Avendo iniziato l’anno al massimo di un decennio e mezzo, una ripresa del trend dominante verso un appiattimento della curva del rendimento, oltre ad una certa incertezza in merito alla nuova posizione del governo USA nei confronti della politica monetaria, ha comportato un’inversione del trend dell’indice del dollaro, risultando in un aumento della volatilità.

Allo stesso modo, con i mercati azionari che hanno ripreso compostezza e la curva del rendimento USA che ha ricominciato ad appiattirsi, la volatilità dell’indice del dollaro ha iniziato a diminuire, proprio come nel 2015, nel 2016 e nel 2017. L’aumento della volatilità registrato a gennaio e nella prima metà di febbraio sembra riecheggiare il pattern visto sia nel 2015 che nel 2016.

All’inizio del 2015, la volatilità dei mercati è schizzata in conseguenza al crollo del prezzo del greggio ed ai cambiamenti radicali della politica monetaria e valutaria europea (in particolare di quelle della Banca Centrale Europea e della Banca Nazionale Svizzera), mentre all’inizio del 2016 i riflettori sono stati puntati soprattutto sulla politica valutaria cinese.

Record di coordinate annotati:
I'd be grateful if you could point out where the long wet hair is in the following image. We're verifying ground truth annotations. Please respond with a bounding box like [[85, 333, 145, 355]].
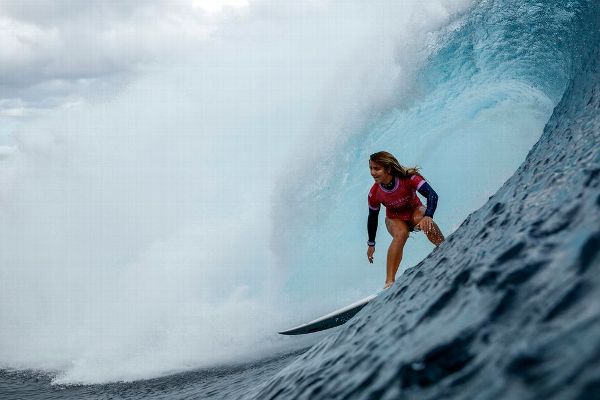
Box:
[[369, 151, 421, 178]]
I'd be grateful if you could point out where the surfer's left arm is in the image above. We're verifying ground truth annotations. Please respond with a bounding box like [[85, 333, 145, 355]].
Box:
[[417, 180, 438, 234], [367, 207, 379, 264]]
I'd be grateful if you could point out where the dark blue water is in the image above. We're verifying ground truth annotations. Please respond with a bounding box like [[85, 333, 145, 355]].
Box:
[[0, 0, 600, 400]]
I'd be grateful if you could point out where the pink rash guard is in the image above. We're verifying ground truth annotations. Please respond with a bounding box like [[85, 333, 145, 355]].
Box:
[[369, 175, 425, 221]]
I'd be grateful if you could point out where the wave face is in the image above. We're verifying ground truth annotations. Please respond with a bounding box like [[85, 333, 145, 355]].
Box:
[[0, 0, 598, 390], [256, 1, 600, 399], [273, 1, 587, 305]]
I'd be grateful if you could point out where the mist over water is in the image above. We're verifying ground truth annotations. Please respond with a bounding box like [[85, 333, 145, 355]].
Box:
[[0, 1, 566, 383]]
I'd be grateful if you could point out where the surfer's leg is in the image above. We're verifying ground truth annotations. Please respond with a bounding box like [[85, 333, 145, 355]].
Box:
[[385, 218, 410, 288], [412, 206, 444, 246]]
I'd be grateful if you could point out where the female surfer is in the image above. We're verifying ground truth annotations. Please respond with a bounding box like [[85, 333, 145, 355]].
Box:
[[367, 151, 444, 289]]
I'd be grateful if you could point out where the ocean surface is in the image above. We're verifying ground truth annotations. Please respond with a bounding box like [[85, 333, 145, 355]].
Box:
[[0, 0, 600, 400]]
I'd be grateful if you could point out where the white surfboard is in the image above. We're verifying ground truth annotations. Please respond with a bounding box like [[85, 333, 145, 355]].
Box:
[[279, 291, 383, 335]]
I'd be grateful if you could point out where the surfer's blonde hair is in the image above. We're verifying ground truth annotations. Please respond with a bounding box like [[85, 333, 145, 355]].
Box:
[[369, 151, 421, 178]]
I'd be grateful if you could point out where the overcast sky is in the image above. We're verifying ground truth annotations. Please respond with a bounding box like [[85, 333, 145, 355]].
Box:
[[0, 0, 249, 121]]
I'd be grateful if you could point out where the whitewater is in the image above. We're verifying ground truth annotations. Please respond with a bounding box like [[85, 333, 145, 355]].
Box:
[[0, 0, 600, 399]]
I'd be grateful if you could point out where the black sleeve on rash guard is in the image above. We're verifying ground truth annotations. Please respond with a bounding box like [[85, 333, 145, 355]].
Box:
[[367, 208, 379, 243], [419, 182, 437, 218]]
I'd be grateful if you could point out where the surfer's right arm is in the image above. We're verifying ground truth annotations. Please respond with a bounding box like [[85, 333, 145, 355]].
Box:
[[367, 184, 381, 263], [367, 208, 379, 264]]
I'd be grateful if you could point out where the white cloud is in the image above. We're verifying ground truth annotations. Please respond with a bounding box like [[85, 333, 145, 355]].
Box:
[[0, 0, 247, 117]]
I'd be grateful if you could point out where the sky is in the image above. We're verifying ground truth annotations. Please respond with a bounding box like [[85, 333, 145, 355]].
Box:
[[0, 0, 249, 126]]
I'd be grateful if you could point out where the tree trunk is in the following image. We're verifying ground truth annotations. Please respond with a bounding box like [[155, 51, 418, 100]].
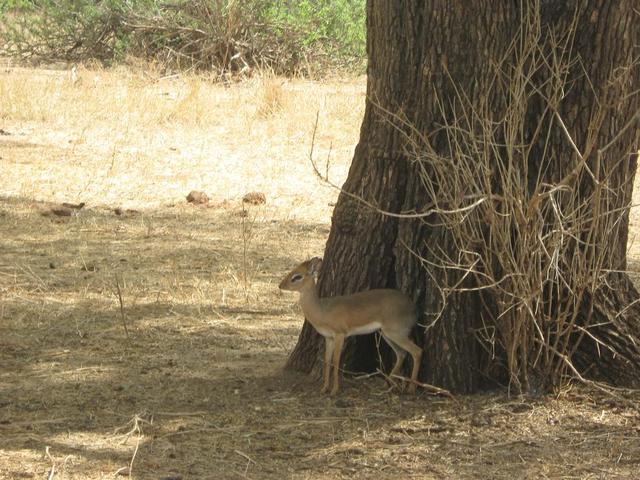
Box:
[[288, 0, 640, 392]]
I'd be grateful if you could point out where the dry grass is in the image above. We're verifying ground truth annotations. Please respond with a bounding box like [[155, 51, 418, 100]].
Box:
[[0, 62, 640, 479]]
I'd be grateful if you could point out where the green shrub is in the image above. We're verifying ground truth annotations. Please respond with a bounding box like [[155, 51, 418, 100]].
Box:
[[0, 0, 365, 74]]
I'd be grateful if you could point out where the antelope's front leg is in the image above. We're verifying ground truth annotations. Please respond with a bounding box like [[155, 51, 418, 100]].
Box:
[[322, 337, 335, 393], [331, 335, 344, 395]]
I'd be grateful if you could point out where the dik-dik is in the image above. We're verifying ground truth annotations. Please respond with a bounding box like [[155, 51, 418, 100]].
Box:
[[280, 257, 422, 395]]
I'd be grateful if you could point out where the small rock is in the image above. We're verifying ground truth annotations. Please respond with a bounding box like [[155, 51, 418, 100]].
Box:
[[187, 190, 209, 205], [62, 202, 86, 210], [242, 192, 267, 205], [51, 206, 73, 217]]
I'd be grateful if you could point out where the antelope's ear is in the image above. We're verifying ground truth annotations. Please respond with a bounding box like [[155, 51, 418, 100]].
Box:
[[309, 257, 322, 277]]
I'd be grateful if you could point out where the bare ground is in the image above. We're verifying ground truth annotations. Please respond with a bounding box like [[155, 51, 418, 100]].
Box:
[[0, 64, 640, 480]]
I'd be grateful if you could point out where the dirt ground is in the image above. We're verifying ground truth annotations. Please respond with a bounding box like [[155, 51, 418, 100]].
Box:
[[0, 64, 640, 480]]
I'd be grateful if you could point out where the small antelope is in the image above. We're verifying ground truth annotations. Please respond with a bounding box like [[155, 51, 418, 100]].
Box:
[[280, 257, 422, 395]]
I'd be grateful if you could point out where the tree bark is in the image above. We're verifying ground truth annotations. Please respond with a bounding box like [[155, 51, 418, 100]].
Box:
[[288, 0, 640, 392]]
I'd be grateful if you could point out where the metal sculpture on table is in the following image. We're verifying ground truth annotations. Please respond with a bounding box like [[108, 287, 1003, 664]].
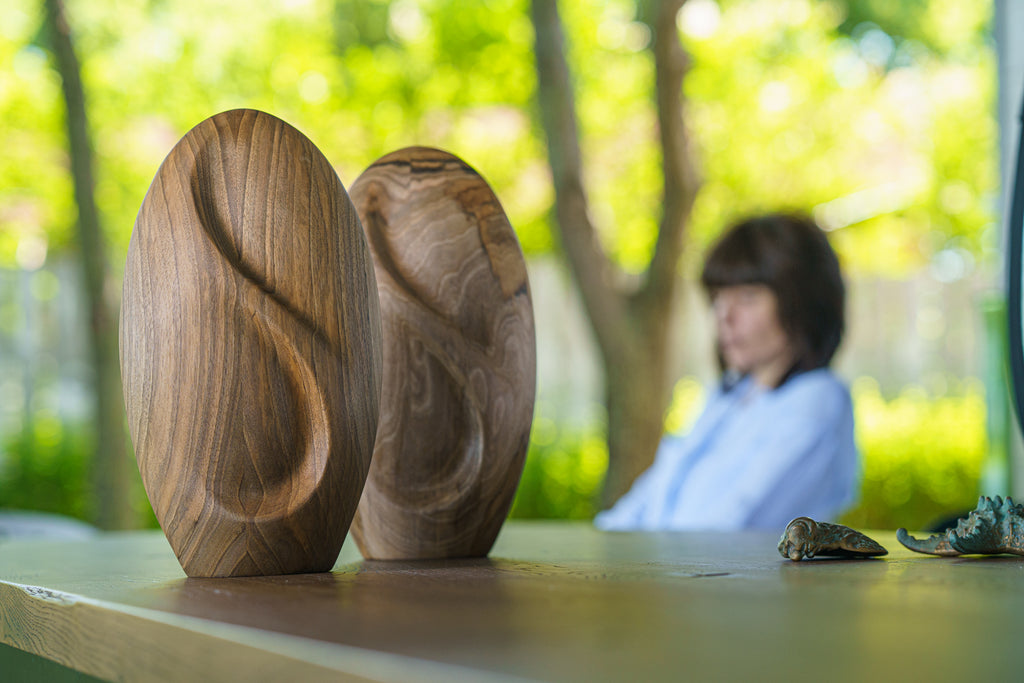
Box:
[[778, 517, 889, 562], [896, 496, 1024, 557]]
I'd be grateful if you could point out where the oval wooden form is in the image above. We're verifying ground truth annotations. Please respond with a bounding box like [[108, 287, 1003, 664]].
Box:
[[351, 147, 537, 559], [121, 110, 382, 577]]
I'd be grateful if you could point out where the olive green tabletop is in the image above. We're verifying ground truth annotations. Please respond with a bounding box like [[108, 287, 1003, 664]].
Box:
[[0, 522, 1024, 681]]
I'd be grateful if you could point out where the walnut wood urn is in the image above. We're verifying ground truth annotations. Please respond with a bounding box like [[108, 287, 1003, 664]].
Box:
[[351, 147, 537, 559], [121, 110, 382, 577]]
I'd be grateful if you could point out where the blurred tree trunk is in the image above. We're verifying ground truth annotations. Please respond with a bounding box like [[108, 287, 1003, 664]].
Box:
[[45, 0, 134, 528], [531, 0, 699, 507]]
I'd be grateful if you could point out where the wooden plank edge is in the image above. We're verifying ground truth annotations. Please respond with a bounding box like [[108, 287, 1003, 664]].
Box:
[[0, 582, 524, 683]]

ESERCIZI PROPOSTI:
1. Secondo il testo sull'indice del dollaro, quale evento legato alle materie prime fece schizzare la volatilità dei mercati all'inizio del 2015?
2. Riporti il passo del testo sull'indice del dollaro da "Avendo iniziato l’anno" a "aumento della volatilità.", sostituendo "incertezza" con "preoccupazione".
I record non hanno alcun legame con il testo.

RISULTATI FINALI:
1. Il crollo del prezzo del greggio.

2.
Avendo iniziato l’anno al massimo di un decennio e mezzo, una ripresa del trend dominante verso un appiattimento della curva del rendimento, oltre ad una certa preoccupazione in merito alla nuova posizione del governo USA nei confronti della politica monetaria, ha comportato un’inversione del trend dell’indice del dollaro, risultando in un aumento della volatilità.